_Exercise directions_
Are you able to retype all the records below exactly?

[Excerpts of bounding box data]
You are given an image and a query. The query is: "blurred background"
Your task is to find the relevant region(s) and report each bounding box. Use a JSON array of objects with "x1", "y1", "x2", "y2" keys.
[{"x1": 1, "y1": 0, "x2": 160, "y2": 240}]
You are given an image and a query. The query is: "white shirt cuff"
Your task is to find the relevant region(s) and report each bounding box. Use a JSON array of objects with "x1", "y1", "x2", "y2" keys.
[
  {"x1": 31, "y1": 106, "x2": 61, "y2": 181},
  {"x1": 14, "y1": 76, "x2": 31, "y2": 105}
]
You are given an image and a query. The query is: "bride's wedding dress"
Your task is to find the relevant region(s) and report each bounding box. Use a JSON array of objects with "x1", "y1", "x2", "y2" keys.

_Answer below_
You are given an image and a query. The query is: "blurred background"
Your task is to find the relevant region(s) and report each bounding box. Use a JSON array of objects with "x1", "y1", "x2", "y2" keys.
[{"x1": 1, "y1": 0, "x2": 160, "y2": 240}]
You are given an image and a query. The query is: "white shirt cuff"
Your task is to find the relevant region(s) and report each bounding box. Use a JSON array of objects with "x1", "y1", "x2", "y2" keys.
[
  {"x1": 31, "y1": 106, "x2": 61, "y2": 181},
  {"x1": 14, "y1": 76, "x2": 31, "y2": 105}
]
You are given an image and a query. The query is: "bride's wedding dress"
Your task is to find the relevant region(s) and report each bounding box. Use a JSON array of objects with "x1", "y1", "x2", "y2" keys.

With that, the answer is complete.